TASK: Keep the wording of each record exactly the same when you repeat it, and leave out pictures.

--

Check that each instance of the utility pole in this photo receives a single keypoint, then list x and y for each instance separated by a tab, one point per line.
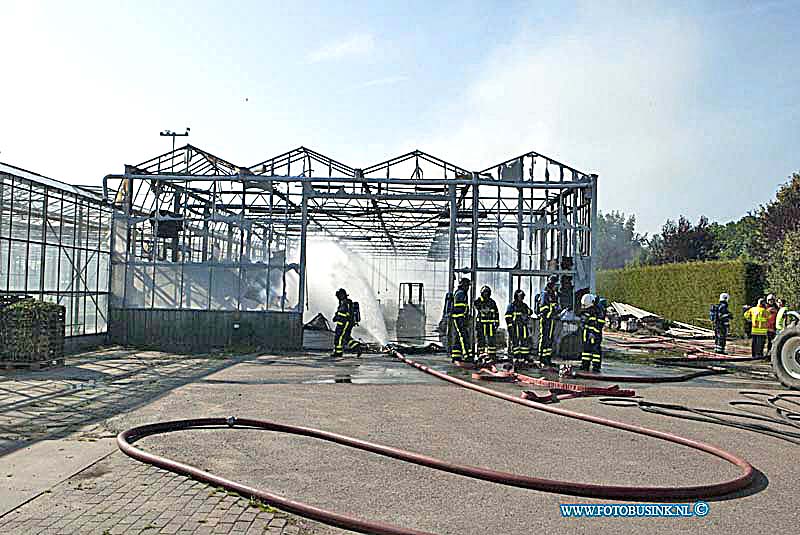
173	135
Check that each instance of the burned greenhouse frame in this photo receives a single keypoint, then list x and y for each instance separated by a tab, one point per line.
195	234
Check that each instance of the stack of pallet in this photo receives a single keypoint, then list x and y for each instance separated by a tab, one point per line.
31	334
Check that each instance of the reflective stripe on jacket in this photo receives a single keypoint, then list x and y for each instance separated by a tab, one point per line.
460	304
486	310
780	321
758	317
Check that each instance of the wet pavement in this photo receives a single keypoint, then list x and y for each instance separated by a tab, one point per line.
377	398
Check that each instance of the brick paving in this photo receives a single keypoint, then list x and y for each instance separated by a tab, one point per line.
92	387
118	495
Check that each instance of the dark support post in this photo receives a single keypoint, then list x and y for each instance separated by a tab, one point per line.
474	252
303	236
451	264
592	240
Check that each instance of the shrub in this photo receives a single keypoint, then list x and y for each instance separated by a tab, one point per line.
684	292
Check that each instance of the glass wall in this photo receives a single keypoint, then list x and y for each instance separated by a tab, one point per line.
55	245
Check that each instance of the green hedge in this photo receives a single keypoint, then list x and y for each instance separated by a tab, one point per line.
684	292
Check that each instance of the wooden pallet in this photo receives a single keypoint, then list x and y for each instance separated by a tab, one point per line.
31	366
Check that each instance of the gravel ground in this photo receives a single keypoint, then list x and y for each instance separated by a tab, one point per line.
457	425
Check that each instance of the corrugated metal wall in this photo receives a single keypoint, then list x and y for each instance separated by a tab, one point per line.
201	330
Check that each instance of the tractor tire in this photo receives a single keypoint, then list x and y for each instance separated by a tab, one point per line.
786	357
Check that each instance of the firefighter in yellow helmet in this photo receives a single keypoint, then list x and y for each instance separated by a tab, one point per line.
590	334
487	319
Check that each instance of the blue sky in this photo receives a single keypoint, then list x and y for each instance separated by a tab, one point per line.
681	107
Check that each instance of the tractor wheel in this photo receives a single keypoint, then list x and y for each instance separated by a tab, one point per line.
786	357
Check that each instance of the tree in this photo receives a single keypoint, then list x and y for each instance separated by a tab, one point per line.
784	272
737	239
617	243
778	217
681	242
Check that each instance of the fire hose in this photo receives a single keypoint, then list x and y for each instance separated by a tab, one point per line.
126	440
755	421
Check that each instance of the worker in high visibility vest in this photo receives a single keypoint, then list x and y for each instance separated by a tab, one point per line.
460	316
780	320
487	320
346	318
758	316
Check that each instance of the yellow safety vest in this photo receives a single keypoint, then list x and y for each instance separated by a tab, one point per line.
758	318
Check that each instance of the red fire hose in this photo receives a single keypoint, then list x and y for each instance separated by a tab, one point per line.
126	439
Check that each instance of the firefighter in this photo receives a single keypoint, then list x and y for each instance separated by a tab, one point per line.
346	318
487	319
721	318
591	332
517	317
460	342
547	310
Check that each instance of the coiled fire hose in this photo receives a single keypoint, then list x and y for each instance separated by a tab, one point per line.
126	439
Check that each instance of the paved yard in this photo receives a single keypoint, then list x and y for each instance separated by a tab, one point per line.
377	399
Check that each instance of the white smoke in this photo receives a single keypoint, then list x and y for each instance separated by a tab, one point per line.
329	267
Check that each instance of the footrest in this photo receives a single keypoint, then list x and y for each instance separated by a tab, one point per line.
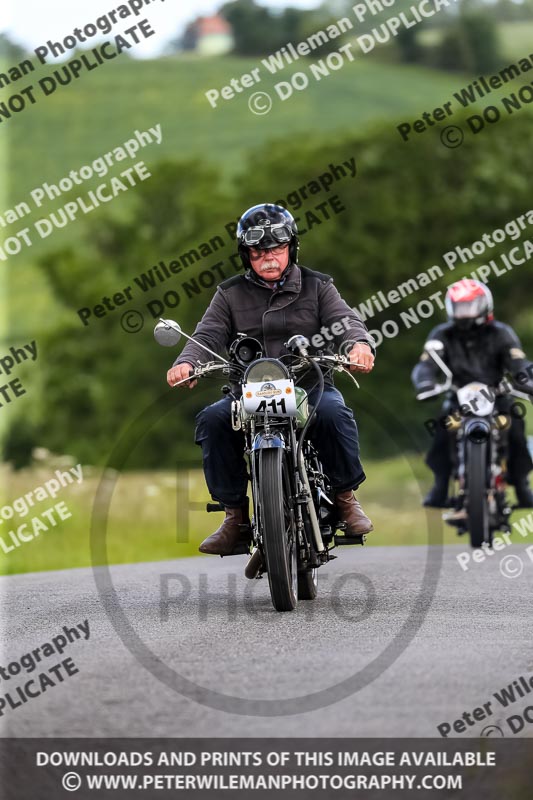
240	549
210	507
345	540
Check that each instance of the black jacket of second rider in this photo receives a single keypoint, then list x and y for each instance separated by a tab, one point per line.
486	354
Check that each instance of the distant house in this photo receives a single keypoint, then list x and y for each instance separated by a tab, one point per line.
208	36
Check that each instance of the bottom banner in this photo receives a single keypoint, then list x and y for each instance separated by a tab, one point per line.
489	768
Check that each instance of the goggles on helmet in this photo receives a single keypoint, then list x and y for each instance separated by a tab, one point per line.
281	233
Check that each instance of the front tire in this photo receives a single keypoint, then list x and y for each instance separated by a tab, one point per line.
477	507
277	528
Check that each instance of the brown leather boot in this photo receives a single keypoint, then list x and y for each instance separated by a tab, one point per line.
224	540
350	511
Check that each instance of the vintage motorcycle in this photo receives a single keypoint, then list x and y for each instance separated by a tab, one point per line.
479	448
294	520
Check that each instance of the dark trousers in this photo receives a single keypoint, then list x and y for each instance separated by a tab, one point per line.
333	433
519	461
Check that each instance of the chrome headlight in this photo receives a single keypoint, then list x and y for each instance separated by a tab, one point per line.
266	369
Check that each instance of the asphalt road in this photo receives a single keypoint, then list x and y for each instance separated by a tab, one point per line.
364	659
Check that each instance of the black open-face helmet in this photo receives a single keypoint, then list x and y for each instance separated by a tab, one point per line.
264	227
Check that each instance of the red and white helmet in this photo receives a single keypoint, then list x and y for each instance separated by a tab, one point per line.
469	302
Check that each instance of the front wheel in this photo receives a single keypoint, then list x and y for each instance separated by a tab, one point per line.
277	528
308	584
477	507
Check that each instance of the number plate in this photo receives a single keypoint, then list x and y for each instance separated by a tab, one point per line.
272	397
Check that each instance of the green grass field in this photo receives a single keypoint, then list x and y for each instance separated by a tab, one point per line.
148	514
515	38
103	108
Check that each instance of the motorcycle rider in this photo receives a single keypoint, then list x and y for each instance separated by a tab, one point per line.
476	348
275	299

--

EXPECTED ANSWER:
Check that each instance of the utility pole in this photo receives a single keypoint, then list x and y for each instance separated by a tab, one point per line.
173	135
Check that each instance of the burned greenhouse frame in this photo receives a single keypoint, then list x and y for each instance separated by a tab, one point per line.
195	234
Check that each instance of the stack of pallet in this photo receives a single keypoint, then list x and y for each instance separated by a tab, one point per line.
31	334
Check that each instance of the reflective stripe on jacket in this photo receives a single keypoint, then list x and y for each instance separated by a tab, one point per line.
460	304
486	310
780	321
758	317
Check that each instance of the wet pavement in this photo receives a single keypoint, then list x and y for each instance separated by a tab, one point per line.
377	398
Check that each instance of the brick paving in this photo receives a single keypoint, then list x and y for each instance separated by a tab, one point per line.
92	387
118	495
Check that each instance of the dark support post in this photo receives a single keypoint, then list x and y for each instance separated by a tab, one point per line.
474	252
303	236
451	264
592	240
Check that each instance of the shrub in this photo receives a single keypoint, then list x and y for each instance separated by a tab, one point per line.
684	292
Check that each instance of the glass wall in this photo receives a single keypoint, then list x and y for each instance separated by a tab, one point per line.
55	245
Check that each instance of the green hedge in this photo receives a single keypoint, then list x and y for each instance separated by a tab, one point per line.
684	292
Check that each instance of the wooden pallet in this photo receives a single keypoint, then list x and y for each instance separated by a tab, one point per line.
31	366
Check that each instance of the gravel ground in this photo receives a single keypoint, then list x and y for each instance separated by a tab, one point per line.
457	425
Check that each instance of the corrugated metal wall in this photo receives a single keypoint, then list x and y for each instance separated by a tab, one point per line.
201	330
Check that each instance of the tractor tire in this photo receives a single keypoint, then list x and y for each instance separated by a tab, one point per line.
786	357
Check that each instance of the firefighter in yellow helmet in this photo receives a single keypoint, then list x and y for each instance separated by a tab, one point per line.
590	334
487	319
Check that each instance of the blue sky in this photo receives a single keypoint, then list x and y for each instance separated by a tab, one point per line.
681	107
Check that each instance of the tractor wheel in this photo receives a single keypoint, then list x and y for each instance separated by a tab, one point per line.
786	357
Check that each instance of the tree in this photo receives a single keypoint, then list x and y for each instance separated by a tab, one point per line.
784	272
737	239
617	243
778	217
681	242
Check that each instance of the fire hose in this photo receives a single keypoint, then list x and y for each instance separated by a tab, one point per line.
126	440
755	421
Check that each instance of the worker in high visibility vest in this photo receives a single keypoint, then list x and y for each instance separated by a tab, one point per line.
460	316
780	320
487	320
346	318
758	316
Check that each instance of the yellow safety vest in this photo receives a single keypoint, then list x and y for each instance separated by a tab, one point per line.
758	318
Check that each instance of the red fire hose in this photo receives a single keypoint, then list x and y for each instance separated by a tab, one point per line.
126	439
Check that each instance of the firefighter in this photo receives a single keypoint, then list x and y for each instance separated by a tab, one point per line.
346	318
487	319
721	318
591	332
517	317
460	342
547	310
Check that each instance of the coiled fire hose in this photo receives a single keypoint, then list x and y for each instance separated by a tab, one point per line.
126	439
Check that each instance of the paved yard in this photo receives a single keypoint, then list x and y for each instance separated by a tab, one point per line.
377	399
Check that each instance of the white smoke in this photo receives a single keypoint, then list x and y for each instance separated by a tab, one point per line.
329	267
Check that each instance of the footrest in this photo receives a single keypoint, then list x and y for each instance separated by a tab, one point per line.
240	549
210	507
345	540
Check that each instance of the black jacket of second rider in this photo receives a single keypoint, then list x and y for each instance separated by a tab, one point per line.
486	354
Check that each instance of the distant house in this photo receives a single keypoint, then list x and y for each instance separated by a tab, one point per line.
208	36
Check that each instance of the bottom banner in this photo receives a single keypoint, then list x and y for each instance separated by a tab, one point per line.
489	768
Check that each instance of the goggles on helmet in this photo receives a single keypoint, then list x and y for each instance separated by a tab, one point per line.
281	233
Check that each instance of the front tire in this photo receives a single keypoint, then list x and y for each instance separated by a tab, one point per line.
477	507
277	528
Check that each instance of the brown leather boot in this photo receives a single keypoint, then list x and y for each instance separated by a tab, one point per line.
224	540
350	511
Check that each instance of the vintage motorcycle in this photo receives a single keypoint, then list x and y for each instance separated by a tab, one point per line.
479	448
294	520
Check that each instance of the dark trousers in this photo receives a single keypoint, then list x and y for each instance separated by a tab, one point per line.
333	433
519	461
Check that each instance of the chrome headlight in this photo receives a single keypoint, then list x and y for each instance separated by a tab, one point per line.
266	369
Check that each instance of the asphalt road in this photo receives a single keypoint, then list x and y for each instance separated by a tab, one point per line.
364	659
Check that each instance of the black open-face helmet in this photo receives a single keypoint, then list x and y for each instance separated by a tab, one point per line.
264	227
Check that each instance of the red and white helmet in this photo receives a single keypoint, then list x and y for each instance separated by a tab, one point per line.
469	302
Check that each instance of the front wheel in this photo receives a single keypoint, then list x and y for each instance separated by a tab, one point per line.
277	528
308	584
477	507
Check that each instance of the number plate in this photo receives a single keypoint, then list x and y for each instance separated by a tab, one point per line.
272	397
Check that each instance of the green grass field in this photo receives a single keypoint, then list x and y for each instance separated by a tab, one point per line.
148	514
515	38
103	108
Check that each instance of the motorcycle rider in this photo receives a single keypoint, then list x and y for each instance separated by a tab, one point per line.
476	348
275	299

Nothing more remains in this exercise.